Bülent Mumay : Bild: privat

In meinem letzten Brief hatte ich gesagt, Erdoğan befleißige sich der Taktik, wenn er schon nicht gewinnen könne, müssten auch alle anderen verlieren. Die ersten Hinweise darauf sehen wir: Die Repressalien gegen die Opposition nehmen zu. Da Erdoğan keine demokratische Öffnung wagen kann, sorgt er dafür, dass seine Widersacher verlieren. Ekrem İmamoğlu, der als aussichtsreicher Herausforderer galt, hat er mit Politikverbot belegen lassen. Letzte Woche erfolgte ein weiterer Schritt, um die Kurden abzustrafen. Die vom Palast gelenkte Justiz fror das Konto der von einem Verbotsverfahren bedrohten HDP für Zahlungen vom Fiskus (rund 26,8 Millionen Euro), die nach dem Stimmenanteil bei den vorangegangenen Wahlen berechnet werden, ein. Falls sie bis zu den Wahlen nicht ohnehin verboten wird, steht der Kurdenpartei also kein Geld für den Wahlkampf zur Verfügung. Damit wird dem kurdischen Stimmenpotential für den Kandidaten des oppositionellen Blocks geschadet.
........
Zu bearbeitende Aufgaben
1) Nennen Sie bitte alle Personen und Parteien, die im Textauszug über Erdoğan und die Opposition mit Namen genannt werden.
2) Führen Sie den Textauszug über Erdoğan und die Opposition im Anschluss an seinen letzten Satz weiter.
........
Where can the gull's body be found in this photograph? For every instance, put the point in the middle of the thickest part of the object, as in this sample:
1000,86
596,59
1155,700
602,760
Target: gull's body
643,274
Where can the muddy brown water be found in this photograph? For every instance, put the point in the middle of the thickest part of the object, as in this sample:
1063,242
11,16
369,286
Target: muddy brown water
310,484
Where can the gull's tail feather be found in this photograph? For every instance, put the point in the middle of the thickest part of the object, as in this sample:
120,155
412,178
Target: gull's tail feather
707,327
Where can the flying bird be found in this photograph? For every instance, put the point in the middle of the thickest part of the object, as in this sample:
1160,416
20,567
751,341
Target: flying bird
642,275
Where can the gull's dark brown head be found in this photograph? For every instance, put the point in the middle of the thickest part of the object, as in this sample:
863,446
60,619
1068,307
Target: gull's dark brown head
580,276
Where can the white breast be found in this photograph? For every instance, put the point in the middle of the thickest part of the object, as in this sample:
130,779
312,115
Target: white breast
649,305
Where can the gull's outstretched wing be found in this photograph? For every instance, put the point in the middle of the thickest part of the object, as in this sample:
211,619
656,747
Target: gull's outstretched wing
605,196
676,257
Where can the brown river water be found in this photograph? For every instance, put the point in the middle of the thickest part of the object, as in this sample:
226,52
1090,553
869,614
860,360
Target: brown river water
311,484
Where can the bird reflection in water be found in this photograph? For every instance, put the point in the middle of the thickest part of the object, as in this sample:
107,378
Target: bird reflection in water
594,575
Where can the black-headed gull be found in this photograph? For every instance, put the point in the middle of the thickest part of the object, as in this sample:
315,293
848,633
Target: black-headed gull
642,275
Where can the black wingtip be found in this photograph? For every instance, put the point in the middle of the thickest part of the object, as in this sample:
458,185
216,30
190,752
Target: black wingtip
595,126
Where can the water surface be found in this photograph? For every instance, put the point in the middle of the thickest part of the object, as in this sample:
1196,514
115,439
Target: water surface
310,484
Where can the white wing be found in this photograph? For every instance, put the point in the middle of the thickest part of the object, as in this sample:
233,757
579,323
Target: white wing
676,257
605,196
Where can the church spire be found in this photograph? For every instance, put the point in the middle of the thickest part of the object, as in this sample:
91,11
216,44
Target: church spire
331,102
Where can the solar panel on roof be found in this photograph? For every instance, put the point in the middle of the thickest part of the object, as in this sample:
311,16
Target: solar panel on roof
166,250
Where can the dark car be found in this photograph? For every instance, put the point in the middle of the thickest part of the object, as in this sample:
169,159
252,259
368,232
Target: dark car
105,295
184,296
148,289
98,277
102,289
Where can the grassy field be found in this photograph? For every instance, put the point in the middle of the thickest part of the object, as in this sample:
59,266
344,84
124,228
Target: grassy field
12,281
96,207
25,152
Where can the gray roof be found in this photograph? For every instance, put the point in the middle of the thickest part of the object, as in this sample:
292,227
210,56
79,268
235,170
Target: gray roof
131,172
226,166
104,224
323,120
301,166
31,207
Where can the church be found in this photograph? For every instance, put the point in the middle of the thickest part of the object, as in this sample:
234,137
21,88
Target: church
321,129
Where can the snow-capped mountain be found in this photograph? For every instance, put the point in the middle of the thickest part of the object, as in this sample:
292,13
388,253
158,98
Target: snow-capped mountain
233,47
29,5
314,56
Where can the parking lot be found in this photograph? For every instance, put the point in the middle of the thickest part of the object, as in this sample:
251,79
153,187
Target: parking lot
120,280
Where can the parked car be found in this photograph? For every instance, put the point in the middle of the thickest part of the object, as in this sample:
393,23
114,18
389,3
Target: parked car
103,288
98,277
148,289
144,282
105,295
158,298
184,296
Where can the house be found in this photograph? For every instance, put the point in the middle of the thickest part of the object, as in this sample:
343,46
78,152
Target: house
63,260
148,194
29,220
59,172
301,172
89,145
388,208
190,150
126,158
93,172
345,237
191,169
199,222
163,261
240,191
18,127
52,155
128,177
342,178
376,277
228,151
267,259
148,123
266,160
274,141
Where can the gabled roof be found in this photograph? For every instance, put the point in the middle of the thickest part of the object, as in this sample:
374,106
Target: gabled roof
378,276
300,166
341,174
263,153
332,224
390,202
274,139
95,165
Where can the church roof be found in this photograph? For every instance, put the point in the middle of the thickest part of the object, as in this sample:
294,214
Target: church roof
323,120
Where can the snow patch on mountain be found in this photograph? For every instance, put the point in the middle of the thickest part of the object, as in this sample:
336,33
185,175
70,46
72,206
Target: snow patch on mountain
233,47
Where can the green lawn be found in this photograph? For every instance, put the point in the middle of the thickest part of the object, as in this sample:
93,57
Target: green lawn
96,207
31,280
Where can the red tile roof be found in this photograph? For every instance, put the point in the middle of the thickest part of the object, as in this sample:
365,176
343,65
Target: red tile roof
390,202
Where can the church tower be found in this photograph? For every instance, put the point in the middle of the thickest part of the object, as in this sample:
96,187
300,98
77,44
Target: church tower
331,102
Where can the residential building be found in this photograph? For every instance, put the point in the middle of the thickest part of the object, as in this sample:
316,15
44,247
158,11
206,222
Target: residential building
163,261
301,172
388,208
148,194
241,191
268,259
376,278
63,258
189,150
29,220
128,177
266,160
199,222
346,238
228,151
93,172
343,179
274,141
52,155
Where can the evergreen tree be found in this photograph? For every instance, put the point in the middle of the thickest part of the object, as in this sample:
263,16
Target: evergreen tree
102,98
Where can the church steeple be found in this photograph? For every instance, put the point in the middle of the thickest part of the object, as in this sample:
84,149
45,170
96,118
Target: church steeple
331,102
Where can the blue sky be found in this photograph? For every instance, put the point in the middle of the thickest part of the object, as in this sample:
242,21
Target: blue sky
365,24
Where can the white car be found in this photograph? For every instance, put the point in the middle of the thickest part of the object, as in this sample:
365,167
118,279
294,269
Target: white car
........
Lösungen
1) Bülent Mumay, Erdoğan, Ekrem İmamoğlu, HDP

2)
Repression gegen Presse und Zivilgesellschaft

Und es geschah noch etwas, das bedrohlich aussieht. Kurz nachdem der junge Politiker Sinan Ateş Erdoğans rechtsextremen Koalitionspartner MHP kritisiert hatte, kam er bei einem Anschlag ums Leben. Als Vorsitzender der Idealistenvereine, der Jugendorganisation der MHP, war Ateş des Amtes enthoben worden, nachdem er Kritik an der Regierung geübt hatte. Danach hatte Ateş, der erheblichen Einfluss auf die nationalistisch gesinnte Jugend hatte, Verbindungen zu einer anderen nationalistischen Partei aus dem Bündnis der Opposition geknüpft. Am Tag nachdem er ein Foto geteilt hatte, das ihn mit Kadern dieser Partei zeigt, wurde er in Ankara von professionellen Killern ermordet. Besonders auffällig war, dass MHP-Chef Devlet Bahçeli stumm blieb, die Tat weder verurteilte noch eine Kondolenzbotschaft veröffentlichte. Der Grund für sein Schweigen wurde bald deutlich. Die Killer waren unter Angehörigen einer Drogenbande in Istanbul ausgewählt und von zwei Polizisten einer Spezialeinheit nach Ankara gebracht worden. Interessanter noch: Es kam heraus, dass der Istanbuler Provinzvorsitzende der MHP dem Kopf der Bande, die den Anschlag organisiert hatte, Geld geschickt hatte. Und ein Helfer des Attentats wurde im Haus eines MHP-Abgeordneten festgenommen.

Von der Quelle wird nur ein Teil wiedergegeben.